** Task brief **
Reproduce exactly the lines below, starting with the line that contains "Exercise. Point out every instance of the bicycle in" and ending with the last line of the records, both included, and nothing else.

** Material supplied **
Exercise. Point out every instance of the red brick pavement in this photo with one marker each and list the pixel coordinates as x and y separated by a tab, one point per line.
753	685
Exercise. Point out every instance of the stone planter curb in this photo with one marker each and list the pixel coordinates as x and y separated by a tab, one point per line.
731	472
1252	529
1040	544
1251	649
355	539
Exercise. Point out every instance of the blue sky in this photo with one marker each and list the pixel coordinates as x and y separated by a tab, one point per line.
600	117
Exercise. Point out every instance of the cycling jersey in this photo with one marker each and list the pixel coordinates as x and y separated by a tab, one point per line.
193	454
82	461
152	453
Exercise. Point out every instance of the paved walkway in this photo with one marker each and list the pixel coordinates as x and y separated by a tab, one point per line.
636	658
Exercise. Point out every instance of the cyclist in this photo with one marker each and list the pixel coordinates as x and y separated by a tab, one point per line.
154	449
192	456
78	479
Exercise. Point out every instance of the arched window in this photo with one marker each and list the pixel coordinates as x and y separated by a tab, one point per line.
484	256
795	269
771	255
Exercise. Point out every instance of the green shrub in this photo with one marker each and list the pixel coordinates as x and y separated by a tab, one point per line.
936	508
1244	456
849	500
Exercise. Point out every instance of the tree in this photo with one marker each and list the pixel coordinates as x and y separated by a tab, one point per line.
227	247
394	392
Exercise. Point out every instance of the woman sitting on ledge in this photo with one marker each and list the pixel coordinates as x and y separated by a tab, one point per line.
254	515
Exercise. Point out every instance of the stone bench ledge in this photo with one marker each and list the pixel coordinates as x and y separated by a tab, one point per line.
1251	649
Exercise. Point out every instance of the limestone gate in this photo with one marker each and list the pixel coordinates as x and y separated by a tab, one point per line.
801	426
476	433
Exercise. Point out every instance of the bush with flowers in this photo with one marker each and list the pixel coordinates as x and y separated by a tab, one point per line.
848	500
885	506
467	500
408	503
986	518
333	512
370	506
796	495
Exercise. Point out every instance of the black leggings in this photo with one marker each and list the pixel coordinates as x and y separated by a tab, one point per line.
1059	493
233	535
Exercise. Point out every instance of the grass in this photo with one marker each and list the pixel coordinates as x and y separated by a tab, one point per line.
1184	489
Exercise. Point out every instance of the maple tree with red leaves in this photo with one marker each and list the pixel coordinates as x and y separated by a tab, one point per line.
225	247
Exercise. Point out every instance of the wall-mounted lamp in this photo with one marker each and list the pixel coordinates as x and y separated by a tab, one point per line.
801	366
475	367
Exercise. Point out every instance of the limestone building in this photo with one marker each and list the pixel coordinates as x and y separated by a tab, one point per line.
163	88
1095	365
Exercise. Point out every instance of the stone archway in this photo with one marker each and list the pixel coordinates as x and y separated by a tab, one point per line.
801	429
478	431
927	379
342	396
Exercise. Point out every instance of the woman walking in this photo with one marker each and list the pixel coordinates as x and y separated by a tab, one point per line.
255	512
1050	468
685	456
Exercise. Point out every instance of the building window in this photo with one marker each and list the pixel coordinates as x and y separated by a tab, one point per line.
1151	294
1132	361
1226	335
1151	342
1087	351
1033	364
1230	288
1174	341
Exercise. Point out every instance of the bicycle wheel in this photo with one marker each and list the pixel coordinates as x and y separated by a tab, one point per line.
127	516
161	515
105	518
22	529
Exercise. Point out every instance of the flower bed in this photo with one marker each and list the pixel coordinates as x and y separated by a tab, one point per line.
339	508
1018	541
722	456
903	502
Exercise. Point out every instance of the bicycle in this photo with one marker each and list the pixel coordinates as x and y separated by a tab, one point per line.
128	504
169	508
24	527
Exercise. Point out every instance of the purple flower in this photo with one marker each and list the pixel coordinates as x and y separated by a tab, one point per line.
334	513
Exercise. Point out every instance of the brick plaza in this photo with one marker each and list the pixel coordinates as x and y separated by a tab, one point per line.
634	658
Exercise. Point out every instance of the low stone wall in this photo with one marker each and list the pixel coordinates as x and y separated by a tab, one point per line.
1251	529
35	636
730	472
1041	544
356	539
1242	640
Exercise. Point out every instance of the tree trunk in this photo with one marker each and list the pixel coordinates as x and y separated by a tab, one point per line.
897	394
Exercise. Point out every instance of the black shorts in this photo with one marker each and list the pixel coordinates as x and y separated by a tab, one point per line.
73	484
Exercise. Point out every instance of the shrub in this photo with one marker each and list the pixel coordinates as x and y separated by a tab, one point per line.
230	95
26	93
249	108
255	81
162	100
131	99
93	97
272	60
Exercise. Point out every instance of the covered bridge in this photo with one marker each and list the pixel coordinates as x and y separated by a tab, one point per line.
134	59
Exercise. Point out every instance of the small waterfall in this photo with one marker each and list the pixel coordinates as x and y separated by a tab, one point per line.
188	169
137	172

** Solution to the exercise **
Exercise. Point out every instance of the bicycle in this photo with one marker each and list the pixel coordinates as x and y separated by a tab, one point per line.
128	504
169	508
24	527
Exercise. Point out every instance of the purple flower in this photo with one marker each and list the pixel coordinates as x and y separated by a tab, one point per line.
334	513
Exercise. Point out every instance of the brick plaza in this photo with one marker each and list the pixel coordinates as x and y separated by a tab, one point per line.
634	658
Exercise. Point out every instance of the low stone wall in this photo with one marker each and list the pixel coordinates as x and y separated by a tab, one point per line.
1251	529
35	636
730	472
1041	544
356	539
1242	640
Exercise. Point out every instance of the tree trunk in this photo with one marker each and list the pixel coordinates as x and y separated by a tab, one point per line.
897	394
Exercise. Point out every instance of the black shorts in this photo with one marker each and list the pixel coordinates as x and y separated by a tab, one point per line.
73	484
Exercise. Point out every instance of the shrub in this photo with one marker each and list the pixel coordinates as x and y separated by a tab, one point per line.
230	95
26	93
249	108
255	81
162	100
131	99
93	97
272	60
Exercise. Point out every instance of the covered bridge in this photo with one marker each and list the pixel coordinates as x and y separated by a tab, one point per line.
134	59
Exercise. Point out every instance of the small waterfall in this photo with one marker each and list the pixel coordinates as x and y separated by a tab, one point per line.
188	169
137	172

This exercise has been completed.